TEXTE DE L'EXERCICE
Le Concile Vatican II lui-même, qui est présenté comme une nouvelle Pentecôte, rompant ainsi de manière schismatique l'unité diachronique de l'Église, poursuit Oliveri,«a renoncé à des affirmations de vérité certaines et définitives (déformant ainsi la nature de tous les Conciles de l'Église catholique), parlant de Concile pastoral, comme si l'action pastorale ne comportait pas avant tout et essentiellement l'annonce de la vérité, la proclamation de la Parole de vérité, l'annonce de la Révélation Divine».
Oliveri ne va pas jusqu'à traiter la question des dubia, mais il est facile, en le lisant, de comprendre ce qui s'est passé: Amoris laetitia est délibérément un texte ambigu, comme tant d'autres discours et actes de Bergoglio, pas seulement parce que son ambiguïté a permis de brider les nombreux pères synodaux qui étaient opposés, mais parce qu'elle est inhérente à la pensée moderniste elle-même, pour laquelle tout est modifiable, rien n'est certain, aucune Vérité n'est vraiment Vérité!

ENTRÉES FOURNIES
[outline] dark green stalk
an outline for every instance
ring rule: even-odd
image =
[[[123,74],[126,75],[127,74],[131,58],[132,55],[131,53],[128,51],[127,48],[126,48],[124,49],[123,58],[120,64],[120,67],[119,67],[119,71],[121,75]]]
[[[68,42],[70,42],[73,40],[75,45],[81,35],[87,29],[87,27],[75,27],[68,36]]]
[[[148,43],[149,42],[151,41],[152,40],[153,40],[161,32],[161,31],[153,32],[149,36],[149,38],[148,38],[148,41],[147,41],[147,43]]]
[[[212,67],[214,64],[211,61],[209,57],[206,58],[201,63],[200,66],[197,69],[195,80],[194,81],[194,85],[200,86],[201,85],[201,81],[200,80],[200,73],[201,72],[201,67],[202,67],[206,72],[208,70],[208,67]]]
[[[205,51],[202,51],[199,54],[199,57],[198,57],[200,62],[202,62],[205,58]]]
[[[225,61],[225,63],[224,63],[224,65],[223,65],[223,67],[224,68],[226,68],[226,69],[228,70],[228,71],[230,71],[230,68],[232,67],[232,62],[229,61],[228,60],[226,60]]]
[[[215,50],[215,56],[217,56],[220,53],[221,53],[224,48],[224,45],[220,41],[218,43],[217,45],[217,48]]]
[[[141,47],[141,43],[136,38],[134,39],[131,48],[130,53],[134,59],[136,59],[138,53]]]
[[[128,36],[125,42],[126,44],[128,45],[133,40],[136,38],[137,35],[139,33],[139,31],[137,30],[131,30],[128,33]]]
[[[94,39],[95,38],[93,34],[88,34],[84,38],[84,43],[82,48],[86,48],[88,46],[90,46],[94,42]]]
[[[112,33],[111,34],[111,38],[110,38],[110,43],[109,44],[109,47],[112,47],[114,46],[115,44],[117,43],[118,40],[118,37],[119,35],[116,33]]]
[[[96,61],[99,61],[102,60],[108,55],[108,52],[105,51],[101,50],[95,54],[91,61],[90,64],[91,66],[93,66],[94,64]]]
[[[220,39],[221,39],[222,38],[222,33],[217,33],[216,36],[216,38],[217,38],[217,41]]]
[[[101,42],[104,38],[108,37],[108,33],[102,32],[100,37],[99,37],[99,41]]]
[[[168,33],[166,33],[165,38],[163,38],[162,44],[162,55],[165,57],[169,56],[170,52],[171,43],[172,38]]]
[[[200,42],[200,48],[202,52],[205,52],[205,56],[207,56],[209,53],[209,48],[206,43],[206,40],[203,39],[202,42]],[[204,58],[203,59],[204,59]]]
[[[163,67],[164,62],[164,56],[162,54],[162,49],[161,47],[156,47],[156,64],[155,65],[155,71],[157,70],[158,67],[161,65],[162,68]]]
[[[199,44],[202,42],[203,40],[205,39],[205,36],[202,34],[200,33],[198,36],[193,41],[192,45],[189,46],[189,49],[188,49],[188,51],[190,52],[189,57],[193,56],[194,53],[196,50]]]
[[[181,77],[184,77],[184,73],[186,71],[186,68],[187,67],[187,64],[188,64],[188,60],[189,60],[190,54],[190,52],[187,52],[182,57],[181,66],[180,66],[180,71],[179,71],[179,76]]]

EXERCICES À RÉALISER
**a)** Recopiez, dans le texte sur Vatican II, le passage compris entre « Oliveri ne va » et « n'est vraiment Vérité! », ces deux bornes incluses.
**b)** Rédigez la suite du texte sur Vatican II à partir de sa dernière phrase.

RÉPONSES PAR EXERCICE
**a)**
Oliveri ne va pas jusqu'à traiter la question des dubia, mais il est facile, en le lisant, de comprendre ce qui s'est passé: Amoris laetitia est délibérément un texte ambigu, comme tant d'autres discours et actes de Bergoglio, pas seulement parce que son ambiguïté a permis de brider les nombreux pères synodaux qui étaient opposés, mais parce qu'elle est inhérente à la pensée moderniste elle-même, pour laquelle tout est modifiable, rien n'est certain, aucune Vérité n'est vraiment Vérité!

**b)**
Oliveri ne se limite pas à répéter qu'il n'y a pas de possibilité pour l'Église en dehors de sa fidélité à sa propre Tradition et à la Révélation toute entière: il démontre aussi combien la perte de ce qui est primordial, la foi, engendre une cascade d'erreurs pernicieuses.
D'où la critique du pouvoir excessif des Présidents des Conférences épiscopales et de leurs Secrétaires généraux, considéré comme l'expression maximale de cette pléthore d'«organismes et de superstructures qui ont exagérément grossi et alourdi l'aspect institutionnel, social de la vie de l'Église, au détriment de la communion interne ‘per fidem et sacramenta’»; d'où la critique à «l'attention excessive portée à l'organisation, aux institutions, à des initiatives extraordinaires (congrès, réunions, travail de commissions, etc.) au détriment surtout de l'approfondissement de la spiritualité et de l'intériorisation des contenus surnaturels de l'action salvifique du Christ».
Tout cela comme conséquence d'une erreur mortelle de perspective: depuis des décennies, les hommes de l'Église, perdant de plus en plus de vue ce qui est fondamental et primordial, par rapport à ce qui est conséquence, ce qui est secondaire, renversent l'enseignement du Christ qui nous invite à rechercher «par-dessus tout le Royaume de Dieu et sa justice», parce que «le reste vous sera donné en plus».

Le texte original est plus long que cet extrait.